◆ **Activity**:
The expected answer is a copy of every line in the listing that has the word "exact".

Recorded information Block Start

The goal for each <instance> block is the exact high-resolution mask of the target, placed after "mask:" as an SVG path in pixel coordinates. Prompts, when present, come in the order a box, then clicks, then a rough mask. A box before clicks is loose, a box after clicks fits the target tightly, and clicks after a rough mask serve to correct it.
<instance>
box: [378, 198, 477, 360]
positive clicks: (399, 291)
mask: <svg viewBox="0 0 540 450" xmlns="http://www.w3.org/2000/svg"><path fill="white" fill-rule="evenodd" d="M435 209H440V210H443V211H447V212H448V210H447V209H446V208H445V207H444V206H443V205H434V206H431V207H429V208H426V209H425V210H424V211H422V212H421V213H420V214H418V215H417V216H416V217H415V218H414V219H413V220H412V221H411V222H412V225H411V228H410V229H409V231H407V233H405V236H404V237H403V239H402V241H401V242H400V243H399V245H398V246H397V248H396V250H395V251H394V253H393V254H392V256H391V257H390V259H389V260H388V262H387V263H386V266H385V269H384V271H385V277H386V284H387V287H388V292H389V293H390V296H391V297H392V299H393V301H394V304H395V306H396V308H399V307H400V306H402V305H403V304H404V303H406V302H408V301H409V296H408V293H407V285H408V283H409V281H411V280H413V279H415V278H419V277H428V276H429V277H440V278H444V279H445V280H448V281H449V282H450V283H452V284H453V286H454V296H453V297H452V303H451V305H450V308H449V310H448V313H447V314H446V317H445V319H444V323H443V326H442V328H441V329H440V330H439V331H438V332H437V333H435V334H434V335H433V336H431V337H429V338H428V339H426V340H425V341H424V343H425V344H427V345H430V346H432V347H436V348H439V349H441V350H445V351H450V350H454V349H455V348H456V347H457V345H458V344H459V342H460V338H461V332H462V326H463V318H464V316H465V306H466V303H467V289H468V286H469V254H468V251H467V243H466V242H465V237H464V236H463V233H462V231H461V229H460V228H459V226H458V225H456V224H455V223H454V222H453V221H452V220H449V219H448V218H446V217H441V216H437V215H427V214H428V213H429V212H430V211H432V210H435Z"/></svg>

Recorded information Block End
Recorded information Block Start

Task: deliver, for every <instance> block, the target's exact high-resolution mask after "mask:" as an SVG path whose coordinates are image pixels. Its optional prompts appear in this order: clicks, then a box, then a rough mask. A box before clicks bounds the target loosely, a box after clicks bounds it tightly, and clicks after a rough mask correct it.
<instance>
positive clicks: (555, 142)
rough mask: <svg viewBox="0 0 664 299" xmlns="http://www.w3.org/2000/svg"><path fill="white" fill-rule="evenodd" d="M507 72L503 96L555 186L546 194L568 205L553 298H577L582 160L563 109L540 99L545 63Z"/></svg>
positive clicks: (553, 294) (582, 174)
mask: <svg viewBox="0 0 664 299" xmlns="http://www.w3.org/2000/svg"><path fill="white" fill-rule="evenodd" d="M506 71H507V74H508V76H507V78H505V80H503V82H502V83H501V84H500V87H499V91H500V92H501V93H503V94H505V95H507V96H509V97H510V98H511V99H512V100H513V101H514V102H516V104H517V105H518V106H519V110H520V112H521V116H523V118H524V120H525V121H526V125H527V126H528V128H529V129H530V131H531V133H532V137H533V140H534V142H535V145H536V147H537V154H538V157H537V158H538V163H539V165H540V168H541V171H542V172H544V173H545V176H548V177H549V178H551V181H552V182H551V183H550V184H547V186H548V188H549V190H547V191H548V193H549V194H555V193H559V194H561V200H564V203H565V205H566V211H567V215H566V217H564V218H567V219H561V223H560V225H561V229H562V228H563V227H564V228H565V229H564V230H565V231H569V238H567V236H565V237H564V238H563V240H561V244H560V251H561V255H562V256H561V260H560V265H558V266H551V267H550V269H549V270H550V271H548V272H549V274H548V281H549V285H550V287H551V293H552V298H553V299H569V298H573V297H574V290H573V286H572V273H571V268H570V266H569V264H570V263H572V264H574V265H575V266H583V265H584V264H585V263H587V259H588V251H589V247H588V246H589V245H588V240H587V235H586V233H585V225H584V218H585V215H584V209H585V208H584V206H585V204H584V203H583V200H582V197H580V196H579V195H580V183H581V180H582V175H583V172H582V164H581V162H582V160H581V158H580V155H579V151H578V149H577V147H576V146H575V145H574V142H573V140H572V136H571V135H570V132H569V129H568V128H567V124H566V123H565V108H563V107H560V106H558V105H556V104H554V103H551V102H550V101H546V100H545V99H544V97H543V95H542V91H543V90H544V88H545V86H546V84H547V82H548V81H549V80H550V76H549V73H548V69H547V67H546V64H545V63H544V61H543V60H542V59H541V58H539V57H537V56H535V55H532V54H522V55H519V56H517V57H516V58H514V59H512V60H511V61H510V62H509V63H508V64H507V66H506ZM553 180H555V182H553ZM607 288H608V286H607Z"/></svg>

Recorded information Block End

◆ **Answer section**:
The goal for each <instance> block is the exact high-resolution mask of the target, placed after "mask:" as an SVG path in pixel coordinates. Prompts, when present, come in the order a box, then clicks, then a rough mask. A box before clicks is loose, a box after clicks fits the target tightly, and clicks after a rough mask serve to correct it.
Task: deliver, for every <instance> block, the target's exact high-resolution mask after "mask:" as an SVG path whose coordinates are image pixels. Its optional prompts appear in this order: clicks, then a box, then a rough mask. A box before clicks bounds the target loosely, a box after clicks bounds it tightly, and clicks after a rough mask correct it.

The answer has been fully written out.